● Work to do:
1. Return the stretch of the commentary on Facebook and young children from "My phone has" through "Neither is Facebook.".
2. State whether each statement agrees with the commentary on Facebook and young children, answering yes or no and quoting the deciding words: (a) The writer is a fan of young children using Facebook; (b) Facebook does not allow users under thirteen to register; (c) WiredSafety is described as the newest cybersafety group online.
3. Write what comes next in the commentary on Facebook and young children, picking up after its final sentence.

● Excerpt:
========================

My phone has been ringing off the hook with people asking for my opinion about the First Lady’s Today Show interview this morning, when she said her kids were not on Facebook and she was not a fan of young children using Facebook. I suspect that much of the media will miss the boat here. I am not a fan of young children using Facebook either. Neither is Facebook.

I commend the First Lady for understanding that Facebook is not for preteens. It does not permit users under the age of thirteen to register for the site, for the other parents who didn’t take as much time to read and understand Facebook’s terms of service. As the founder and Executive Director of WiredSafety, the oldest cybersafety and help group online, I wish that parents understood that and had the talk with their kids about Facebook and other online properties that are restricted to users 13 and over.

========================

● Entries provided:

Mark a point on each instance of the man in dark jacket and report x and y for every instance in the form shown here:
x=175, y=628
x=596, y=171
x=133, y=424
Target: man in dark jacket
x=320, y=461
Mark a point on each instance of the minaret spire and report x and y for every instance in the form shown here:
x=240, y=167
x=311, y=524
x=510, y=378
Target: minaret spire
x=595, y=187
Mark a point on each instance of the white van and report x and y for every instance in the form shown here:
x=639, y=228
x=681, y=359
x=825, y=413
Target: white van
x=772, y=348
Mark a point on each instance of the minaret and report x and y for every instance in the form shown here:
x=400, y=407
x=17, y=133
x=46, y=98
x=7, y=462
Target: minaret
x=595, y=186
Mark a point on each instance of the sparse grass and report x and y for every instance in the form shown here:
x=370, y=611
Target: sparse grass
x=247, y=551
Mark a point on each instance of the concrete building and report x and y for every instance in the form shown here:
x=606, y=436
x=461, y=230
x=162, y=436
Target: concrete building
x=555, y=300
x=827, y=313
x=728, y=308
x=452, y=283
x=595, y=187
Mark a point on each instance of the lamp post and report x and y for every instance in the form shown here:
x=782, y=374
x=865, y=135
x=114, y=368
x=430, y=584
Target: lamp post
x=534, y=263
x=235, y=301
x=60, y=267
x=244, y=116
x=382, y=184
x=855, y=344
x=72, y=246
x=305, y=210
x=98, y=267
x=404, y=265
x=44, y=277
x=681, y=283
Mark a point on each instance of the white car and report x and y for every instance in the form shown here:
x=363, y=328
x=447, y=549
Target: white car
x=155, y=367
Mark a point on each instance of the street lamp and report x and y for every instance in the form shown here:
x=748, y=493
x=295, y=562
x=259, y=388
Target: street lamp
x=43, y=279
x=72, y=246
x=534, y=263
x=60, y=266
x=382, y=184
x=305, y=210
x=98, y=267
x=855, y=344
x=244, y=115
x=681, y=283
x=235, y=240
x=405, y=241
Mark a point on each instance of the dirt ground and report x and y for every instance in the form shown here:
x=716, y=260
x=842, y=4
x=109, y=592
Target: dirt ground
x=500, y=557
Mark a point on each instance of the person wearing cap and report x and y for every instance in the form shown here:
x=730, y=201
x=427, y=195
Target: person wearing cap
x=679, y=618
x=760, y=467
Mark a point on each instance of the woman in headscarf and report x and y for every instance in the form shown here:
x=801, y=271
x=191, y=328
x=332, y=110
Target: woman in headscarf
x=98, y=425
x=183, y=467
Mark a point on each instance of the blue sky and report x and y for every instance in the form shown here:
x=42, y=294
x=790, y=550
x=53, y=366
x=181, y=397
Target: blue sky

========================

● Answers for this exercise:
1.
My phone has been ringing off the hook with people asking for my opinion about the First Lady’s Today Show interview this morning, when she said her kids were not on Facebook and she was not a fan of young children using Facebook. I suspect that much of the media will miss the boat here. I am not a fan of young children using Facebook either. Neither is Facebook.

2.
(a) No: "I am not a fan of young children using Facebook either."
(b) Yes: "It does not permit users under the age of thirteen to register for the site"
(c) No: "the oldest cybersafety and help group online"

3.
For more than ten years, the US Federal law, The Children’s Online Privacy Protection Act, has been in place to protect US children’s privacy and safety online. It prohibits commercial websites (without parents’ prior approval) from knowingly permitting preteens from sharing personally identifiable information online, and prohibits them from collecting personally identifiable information from preteens online. Facebook has been in compliance with this law since its inception. And I am happy that the First Lady understands about that law and the importance of parents overseeing their children’s Internet use.

For those of us without the US Secret Service to help protect our kids online, this is an important reminder that preteens are not allowed to use Facebook.

Unfortunately, preteens are rarely happy being just preteens. They want the clothing that their older siblings wear. They try and use makeup before they should. And look for technology and devices that older teens are using. They also sometimes lie about how old they are to get a Facebook profile before they should.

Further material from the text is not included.